Start of DATA EXCERPTS

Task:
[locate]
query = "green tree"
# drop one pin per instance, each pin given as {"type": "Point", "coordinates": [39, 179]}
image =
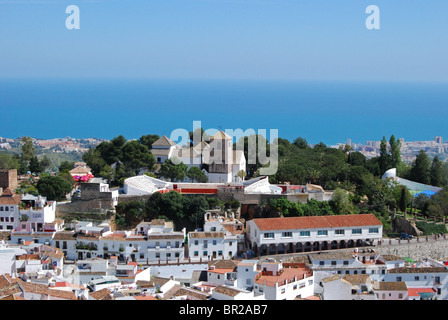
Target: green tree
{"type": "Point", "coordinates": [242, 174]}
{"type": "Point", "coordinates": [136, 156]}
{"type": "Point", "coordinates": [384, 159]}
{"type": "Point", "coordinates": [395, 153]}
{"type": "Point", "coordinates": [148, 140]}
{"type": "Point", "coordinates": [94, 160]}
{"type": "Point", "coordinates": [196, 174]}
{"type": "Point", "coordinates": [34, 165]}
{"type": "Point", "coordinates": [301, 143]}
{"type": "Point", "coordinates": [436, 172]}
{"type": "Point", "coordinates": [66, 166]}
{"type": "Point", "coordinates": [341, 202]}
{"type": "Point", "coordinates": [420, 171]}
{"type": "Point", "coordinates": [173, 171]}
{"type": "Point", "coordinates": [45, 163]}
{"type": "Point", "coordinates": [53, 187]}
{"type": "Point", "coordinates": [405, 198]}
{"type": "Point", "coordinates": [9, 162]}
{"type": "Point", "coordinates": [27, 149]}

End of DATA EXCERPTS
Start of DATA EXCERPTS

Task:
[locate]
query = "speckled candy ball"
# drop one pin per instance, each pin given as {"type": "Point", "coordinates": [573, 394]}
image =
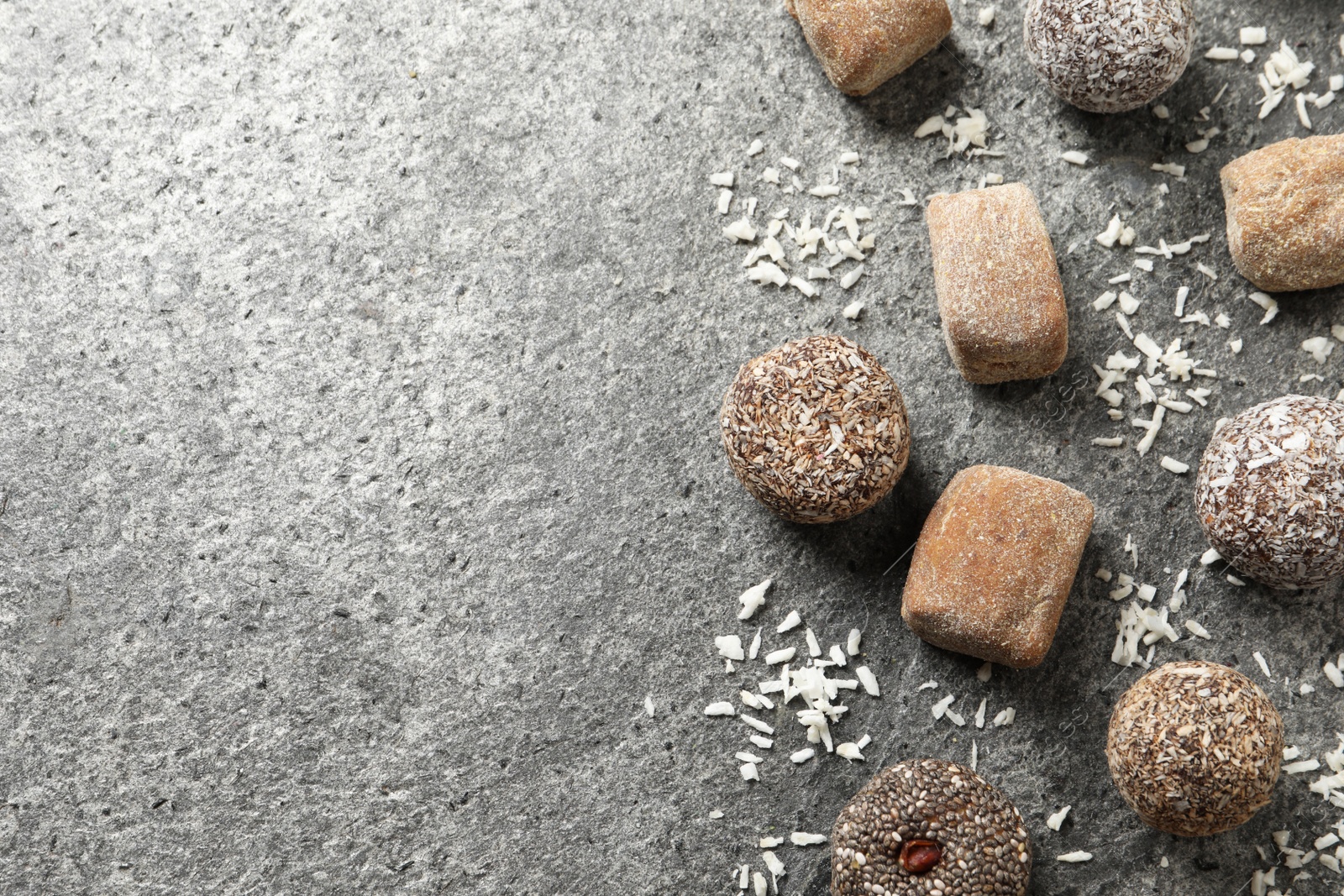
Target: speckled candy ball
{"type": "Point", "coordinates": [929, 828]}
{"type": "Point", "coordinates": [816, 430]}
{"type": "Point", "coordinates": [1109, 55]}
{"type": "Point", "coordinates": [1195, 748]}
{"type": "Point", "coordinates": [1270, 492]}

End of DATA EXCERPTS
Start of DATA EXCERPTS

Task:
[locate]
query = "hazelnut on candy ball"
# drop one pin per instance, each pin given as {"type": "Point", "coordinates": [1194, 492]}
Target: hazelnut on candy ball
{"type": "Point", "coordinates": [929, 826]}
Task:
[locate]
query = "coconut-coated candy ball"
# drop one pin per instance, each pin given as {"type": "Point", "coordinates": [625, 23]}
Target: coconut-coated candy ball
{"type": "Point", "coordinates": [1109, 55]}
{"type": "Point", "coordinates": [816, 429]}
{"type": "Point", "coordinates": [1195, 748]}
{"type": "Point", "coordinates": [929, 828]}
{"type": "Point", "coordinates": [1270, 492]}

End of DATA EXCERPTS

Pick out every line of the material above that contains the string "speckled", matching case exactly, and copy each of those lines.

query = "speckled candy ball"
Target: speckled candy ball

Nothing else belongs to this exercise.